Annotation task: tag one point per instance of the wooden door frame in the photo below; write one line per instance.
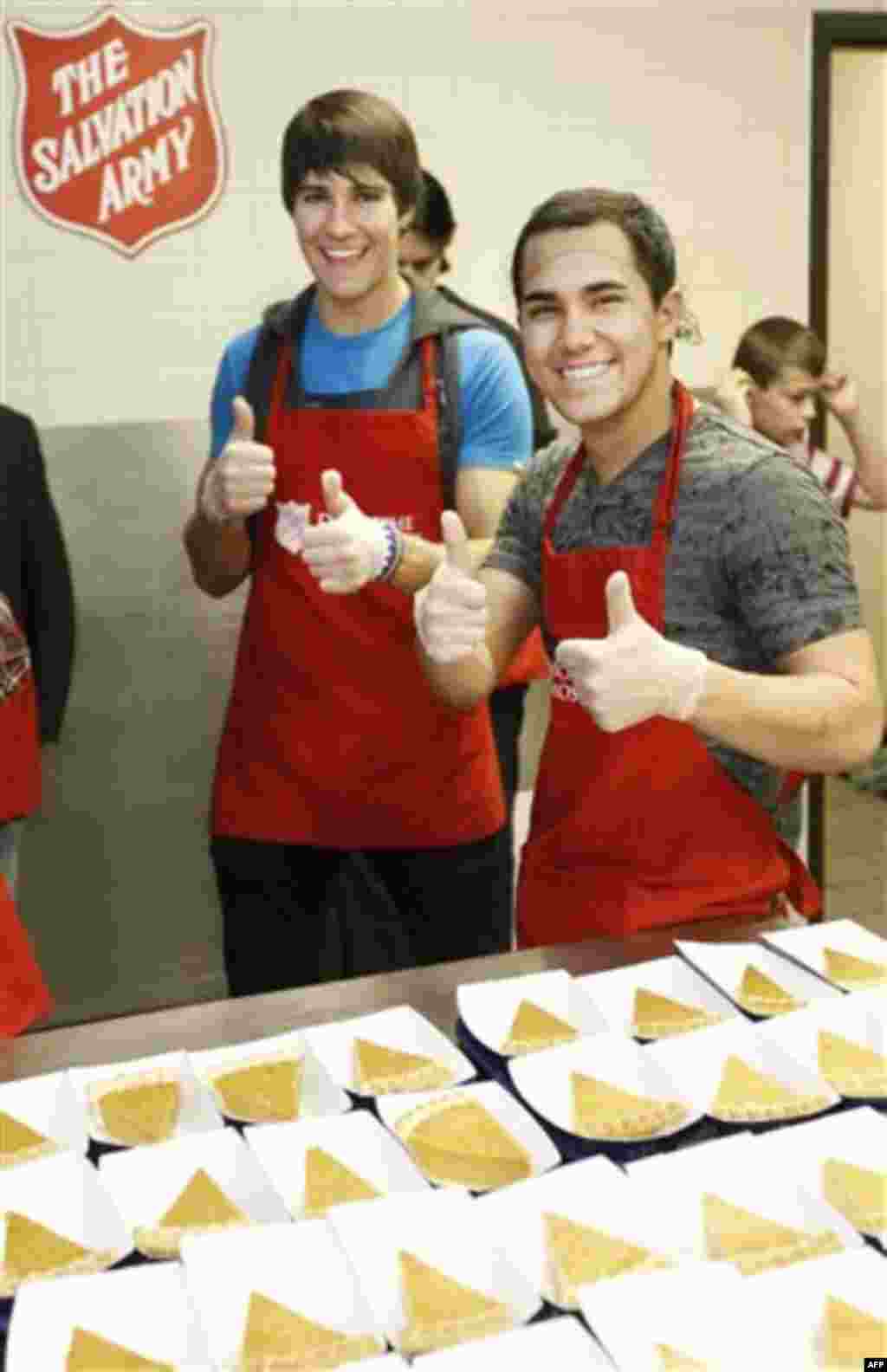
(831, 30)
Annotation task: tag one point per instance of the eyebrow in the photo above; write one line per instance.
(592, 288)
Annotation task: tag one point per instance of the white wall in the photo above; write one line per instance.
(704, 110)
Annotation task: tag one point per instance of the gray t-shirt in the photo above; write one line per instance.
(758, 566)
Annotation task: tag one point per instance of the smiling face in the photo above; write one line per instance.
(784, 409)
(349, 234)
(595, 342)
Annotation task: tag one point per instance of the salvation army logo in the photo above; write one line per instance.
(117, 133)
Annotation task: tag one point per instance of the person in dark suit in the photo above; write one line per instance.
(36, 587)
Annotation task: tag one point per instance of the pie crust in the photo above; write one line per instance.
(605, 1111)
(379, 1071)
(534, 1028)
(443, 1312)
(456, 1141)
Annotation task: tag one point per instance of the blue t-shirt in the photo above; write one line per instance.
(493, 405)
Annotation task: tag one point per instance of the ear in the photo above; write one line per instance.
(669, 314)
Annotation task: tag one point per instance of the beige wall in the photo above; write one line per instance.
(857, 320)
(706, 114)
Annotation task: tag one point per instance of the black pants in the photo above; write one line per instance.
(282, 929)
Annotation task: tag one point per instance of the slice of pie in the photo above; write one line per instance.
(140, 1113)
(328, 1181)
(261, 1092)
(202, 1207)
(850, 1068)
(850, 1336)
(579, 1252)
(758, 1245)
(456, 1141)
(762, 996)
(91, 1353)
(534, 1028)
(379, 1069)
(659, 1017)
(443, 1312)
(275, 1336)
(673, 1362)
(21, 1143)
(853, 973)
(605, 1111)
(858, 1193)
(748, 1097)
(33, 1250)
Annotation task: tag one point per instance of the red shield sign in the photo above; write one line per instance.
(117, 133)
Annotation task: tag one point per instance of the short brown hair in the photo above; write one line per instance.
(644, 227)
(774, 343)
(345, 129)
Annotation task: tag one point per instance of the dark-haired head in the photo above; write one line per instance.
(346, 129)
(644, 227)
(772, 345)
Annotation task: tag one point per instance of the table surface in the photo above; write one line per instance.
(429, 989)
◆ ◆ ◆
WHAT YOU ARE ASKED TO DO:
Your job is to repeat every entry exactly, keeping all pictures out of the copy.

EXERCISE SOLUTION:
Annotation task: tag one point per instance of the wooden door frame in the photo below; write one line per instance.
(831, 30)
Annotation task: tag one point per instance of the eyebrow in the photo above; write one line per instance.
(592, 288)
Annotation task: tag one point per instance of the white wall in the photo above; write one line per instance.
(704, 110)
Annotation task: tag one point per instance of the gray t-shirt in the photo above; write one line per instance.
(758, 566)
Annotation task: tag one point per instance of the smiling face in the photo above; write one line per instance.
(784, 409)
(349, 234)
(595, 342)
Annotation task: tag one point per instance of the salvation army logo in the photo above; write one line per instance.
(117, 133)
Annotation task: tag one point per instance of the person in dark suit in the photo above; write one line per instance.
(36, 587)
Annotation task: tag one point per instance of the pie crust in the photo above; write one line per instance.
(605, 1111)
(379, 1071)
(534, 1028)
(443, 1312)
(456, 1141)
Annotation task: tag one point per instance of the blue t-shirt in the photo above; write one line per instance.
(493, 405)
Annotation task: tag one point per instance of the ear in the photo above; write one line per instance.
(669, 314)
Annotation task: tag one point per instance of the beige wall in the photo above; write one line per instance.
(857, 320)
(706, 114)
Annotation task: tag one point per instance of the black pants in the photo above; write one line per instance.
(282, 929)
Annotation task: tag one point per instance of the slice of pie in the photo above; write one line per instance.
(140, 1113)
(328, 1181)
(261, 1092)
(202, 1207)
(850, 1068)
(850, 1336)
(579, 1252)
(758, 1245)
(456, 1141)
(762, 996)
(91, 1353)
(534, 1028)
(379, 1069)
(659, 1017)
(443, 1312)
(275, 1336)
(673, 1362)
(21, 1143)
(853, 973)
(605, 1111)
(858, 1193)
(748, 1097)
(33, 1250)
Annotation task: tag one point per instance of the red shield sign in the photo above; write one line per instance.
(117, 133)
Annotation task: tag one point per instance of the short brown hair in the photo above; write one line per instance.
(644, 227)
(774, 343)
(345, 129)
Annotation task: tag one point per instance of the dark-haired head in the photo above; write one line per instance.
(346, 129)
(644, 227)
(772, 345)
Annotation task: tag one point per instance of the table surface in the photo above; write one line per instance.
(429, 989)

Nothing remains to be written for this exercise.